Document segment START
Crowden v Commissioner for Public Employment

Case

[2022] FedCFamC2G 766


Federal Circuit and Family Court of Australia

(DIVISION 2)

Crowden v Commissioner for Public Employment [2022] FedCFamC2G 766  

File number(s): BRG 1089 of 2018
Judgment of: JUDGE YOUNG
Date of judgment: 26 August 2022
Catchwords: FAIR WORK -  unfair dismissal – where the applicant is not in Australia – where leave is required to give evidence in a foreign country – where the matter should be adjourned     
Legislation:

Fair Work Act 2009 (Cth)
Document segment END
List each of the catchwords given in the case header, separating them where the dashes divide them.
Material supplied START
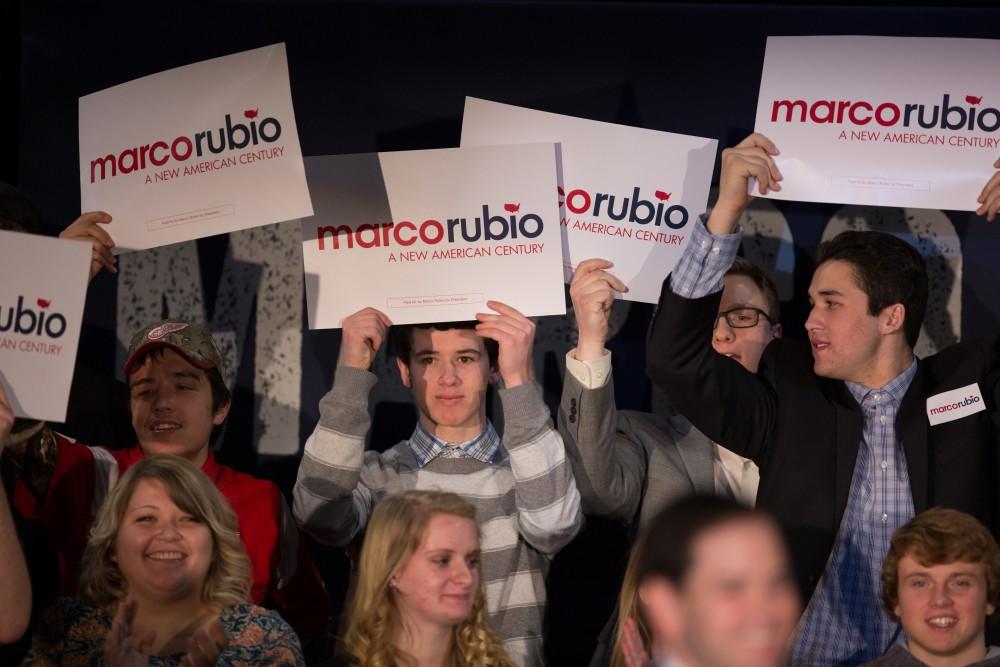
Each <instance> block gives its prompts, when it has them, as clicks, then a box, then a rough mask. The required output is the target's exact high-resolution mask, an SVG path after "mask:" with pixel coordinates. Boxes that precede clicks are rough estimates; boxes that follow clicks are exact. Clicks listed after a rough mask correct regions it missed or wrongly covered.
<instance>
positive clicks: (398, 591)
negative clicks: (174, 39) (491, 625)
mask: <svg viewBox="0 0 1000 667" xmlns="http://www.w3.org/2000/svg"><path fill="white" fill-rule="evenodd" d="M392 590H393V592H394V600H395V602H396V605H397V607H398V608H399V612H400V616H401V617H402V619H403V622H404V624H407V625H417V626H421V627H422V626H428V625H432V626H437V627H444V628H450V627H452V626H454V625H456V624H458V623H460V622H462V621H464V620H465V619H466V618H468V617H469V614H470V613H471V611H472V604H473V602H475V597H476V592H477V591H478V590H479V533H478V532H477V529H476V523H475V522H474V521H472V520H471V519H466V518H464V517H460V516H455V515H454V514H440V513H439V514H434V515H432V516H431V518H430V520H429V521H428V522H427V530H426V532H425V533H424V539H423V541H422V542H421V543H420V546H419V547H418V548H417V550H416V551H414V552H413V554H412V555H411V556H410V557H409V558H408V559H407V560H406V562H405V563H403V566H402V567H401V568H400V571H399V573H398V574H397V575H396V576H395V577H394V578H393V587H392Z"/></svg>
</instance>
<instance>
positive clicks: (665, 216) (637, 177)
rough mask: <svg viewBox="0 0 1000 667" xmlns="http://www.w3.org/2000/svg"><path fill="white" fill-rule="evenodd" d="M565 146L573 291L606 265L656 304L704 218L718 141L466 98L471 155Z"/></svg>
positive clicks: (465, 115) (464, 119)
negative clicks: (596, 265) (594, 265)
mask: <svg viewBox="0 0 1000 667" xmlns="http://www.w3.org/2000/svg"><path fill="white" fill-rule="evenodd" d="M531 141H557V142H560V153H561V164H560V168H561V171H560V174H559V189H558V193H559V203H560V213H561V220H562V222H563V226H562V230H563V244H564V245H563V252H564V261H565V267H564V268H565V275H564V278H565V280H566V282H569V281H570V279H571V278H572V275H573V271H574V269H575V268H576V265H577V264H579V263H580V262H581V261H583V260H585V259H591V258H594V257H600V258H603V259H607V260H609V261H611V262H613V263H614V268H613V269H611V271H612V272H613V273H614V274H615V275H617V276H618V277H619V278H620V279H621V280H622V281H623V282H624V283H625V284H626V285H628V287H629V291H628V292H626V293H625V294H623V295H620V296H621V298H624V299H628V300H630V301H644V302H646V303H656V302H657V301H658V300H659V298H660V288H661V286H662V283H663V279H664V278H666V276H667V274H669V273H670V271H671V269H673V266H674V264H675V263H676V262H677V260H678V259H679V258H680V255H681V250H682V249H683V248H684V245H685V244H686V243H687V240H688V238H689V235H690V230H691V226H692V225H693V224H694V223H695V221H696V220H697V216H698V215H700V214H701V213H703V212H704V211H705V206H706V205H707V203H708V191H709V188H710V186H711V180H712V169H713V168H714V166H715V153H716V148H717V143H718V142H717V141H716V140H714V139H702V138H700V137H691V136H686V135H681V134H670V133H668V132H659V131H656V130H647V129H642V128H635V127H627V126H624V125H615V124H613V123H603V122H599V121H593V120H586V119H583V118H574V117H572V116H562V115H559V114H554V113H547V112H544V111H535V110H533V109H525V108H522V107H515V106H510V105H508V104H499V103H496V102H488V101H486V100H480V99H476V98H472V97H467V98H466V99H465V115H464V117H463V119H462V146H482V145H491V144H511V143H520V142H531Z"/></svg>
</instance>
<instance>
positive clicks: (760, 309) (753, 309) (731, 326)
mask: <svg viewBox="0 0 1000 667" xmlns="http://www.w3.org/2000/svg"><path fill="white" fill-rule="evenodd" d="M721 317H725V318H726V324H728V325H729V326H731V327H732V328H734V329H750V328H753V327H755V326H757V324H758V323H759V322H760V318H761V317H763V318H764V319H765V320H767V323H768V324H774V321H773V320H772V319H771V318H770V317H768V315H767V313H765V312H764V311H763V310H761V309H760V308H753V307H749V306H748V307H744V308H731V309H729V310H725V311H723V312H721V313H719V314H718V315H717V316H716V318H715V326H713V327H712V328H713V329H714V328H715V327H717V326H719V318H721Z"/></svg>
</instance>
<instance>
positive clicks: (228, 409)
mask: <svg viewBox="0 0 1000 667" xmlns="http://www.w3.org/2000/svg"><path fill="white" fill-rule="evenodd" d="M231 405H232V403H231V402H230V401H226V402H225V403H223V404H222V405H220V406H219V409H218V410H216V411H215V414H213V415H212V423H213V424H215V425H216V426H222V422H224V421H226V417H228V416H229V407H230V406H231Z"/></svg>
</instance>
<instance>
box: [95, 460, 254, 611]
mask: <svg viewBox="0 0 1000 667" xmlns="http://www.w3.org/2000/svg"><path fill="white" fill-rule="evenodd" d="M143 479H149V480H157V481H159V482H160V483H162V484H163V486H164V488H166V490H167V494H168V495H169V496H170V499H171V500H173V501H174V504H175V505H177V507H179V508H180V509H181V510H183V511H184V512H187V513H188V514H190V515H191V516H193V517H194V518H195V519H197V520H198V521H200V522H202V523H204V524H205V525H206V526H208V529H209V531H210V532H211V533H212V561H211V565H210V566H209V569H208V573H207V575H206V576H205V583H204V584H203V585H202V589H201V599H202V601H203V602H205V603H207V604H211V605H213V606H215V607H219V608H223V607H229V606H232V605H236V604H240V603H241V602H246V601H247V599H248V598H249V594H250V583H251V569H250V558H249V557H248V556H247V553H246V549H245V548H244V546H243V542H242V540H241V539H240V534H239V525H238V523H237V521H236V514H234V513H233V510H232V509H231V508H230V507H229V503H228V502H227V501H226V499H225V498H224V497H223V496H222V493H220V492H219V490H218V489H217V488H215V485H214V484H213V483H212V480H210V479H209V478H208V476H207V475H205V473H203V472H202V471H201V470H199V469H198V468H197V467H195V465H194V464H193V463H191V462H190V461H188V460H186V459H183V458H181V457H179V456H169V455H159V456H146V457H144V458H143V459H142V460H140V461H138V462H137V463H136V464H134V465H133V466H131V467H130V468H129V469H128V470H127V471H125V474H124V475H122V477H121V479H120V480H118V483H117V484H115V486H114V488H113V489H112V490H111V493H110V494H108V498H107V500H105V501H104V504H103V505H102V506H101V509H100V511H99V512H98V513H97V518H96V519H95V521H94V526H93V528H91V530H90V539H89V540H88V541H87V547H86V549H84V552H83V572H82V574H81V575H80V591H81V593H82V594H83V596H84V597H85V598H87V599H88V600H90V602H92V603H93V604H95V605H104V604H109V603H112V602H116V601H118V600H121V599H123V598H124V597H125V594H126V592H127V589H128V582H127V581H125V577H124V576H123V575H122V572H121V570H120V569H119V568H118V565H117V564H116V563H115V562H114V560H112V557H113V556H114V548H115V539H116V538H117V536H118V529H119V528H121V524H122V519H123V517H124V516H125V511H126V510H127V509H128V503H129V500H131V499H132V494H133V493H134V492H135V488H136V486H138V484H139V482H140V481H141V480H143Z"/></svg>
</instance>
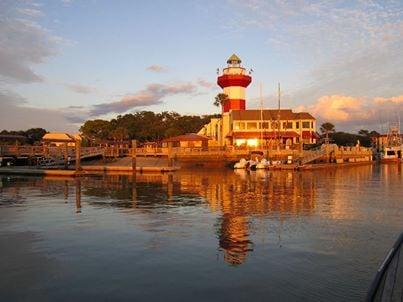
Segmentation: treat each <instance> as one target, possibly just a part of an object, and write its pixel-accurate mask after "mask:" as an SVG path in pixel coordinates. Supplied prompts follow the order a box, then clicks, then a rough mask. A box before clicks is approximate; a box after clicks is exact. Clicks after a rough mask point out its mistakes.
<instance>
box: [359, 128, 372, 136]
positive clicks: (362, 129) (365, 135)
mask: <svg viewBox="0 0 403 302" xmlns="http://www.w3.org/2000/svg"><path fill="white" fill-rule="evenodd" d="M358 134H359V135H362V136H369V131H368V130H365V129H361V130H360V131H358Z"/></svg>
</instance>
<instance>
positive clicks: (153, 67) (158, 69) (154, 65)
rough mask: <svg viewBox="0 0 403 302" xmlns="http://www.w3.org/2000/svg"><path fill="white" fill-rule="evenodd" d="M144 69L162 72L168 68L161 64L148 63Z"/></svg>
mask: <svg viewBox="0 0 403 302" xmlns="http://www.w3.org/2000/svg"><path fill="white" fill-rule="evenodd" d="M146 70H148V71H151V72H157V73H162V72H168V71H169V68H168V67H166V66H161V65H150V66H148V67H147V68H146Z"/></svg>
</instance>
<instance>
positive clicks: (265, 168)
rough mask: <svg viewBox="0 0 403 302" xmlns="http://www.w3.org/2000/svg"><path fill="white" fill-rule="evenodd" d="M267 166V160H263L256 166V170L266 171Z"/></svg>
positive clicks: (267, 162) (263, 158) (268, 162)
mask: <svg viewBox="0 0 403 302" xmlns="http://www.w3.org/2000/svg"><path fill="white" fill-rule="evenodd" d="M268 166H269V162H268V161H267V159H265V158H263V159H262V160H261V161H260V162H259V163H258V164H257V165H256V169H266V168H267V167H268Z"/></svg>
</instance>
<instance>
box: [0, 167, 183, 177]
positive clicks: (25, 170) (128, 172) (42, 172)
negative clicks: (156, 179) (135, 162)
mask: <svg viewBox="0 0 403 302" xmlns="http://www.w3.org/2000/svg"><path fill="white" fill-rule="evenodd" d="M178 169H179V167H136V173H167V172H174V171H177V170H178ZM109 173H113V174H115V175H116V174H132V173H133V169H132V167H127V166H82V170H81V171H75V170H63V169H40V168H32V167H1V168H0V174H3V175H33V176H34V175H35V176H60V177H76V176H89V175H98V174H109Z"/></svg>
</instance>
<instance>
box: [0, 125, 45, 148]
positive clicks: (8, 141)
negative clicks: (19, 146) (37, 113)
mask: <svg viewBox="0 0 403 302" xmlns="http://www.w3.org/2000/svg"><path fill="white" fill-rule="evenodd" d="M46 133H47V131H46V129H43V128H30V129H28V130H19V131H15V130H10V131H8V130H2V131H1V132H0V137H1V136H3V137H4V138H2V140H1V141H2V142H3V143H14V142H15V141H16V139H15V138H12V137H13V136H22V137H24V139H22V140H21V143H28V144H30V145H33V144H38V143H39V142H40V141H41V140H42V137H43V136H44V135H45V134H46ZM8 136H10V137H8ZM17 140H18V139H17Z"/></svg>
Material supplied END
### Result of the exercise:
- FAIR WORK
- unfair dismissal
- where the applicant is not in Australia
- where leave is required to give evidence in a foreign country
- where the matter should be adjourned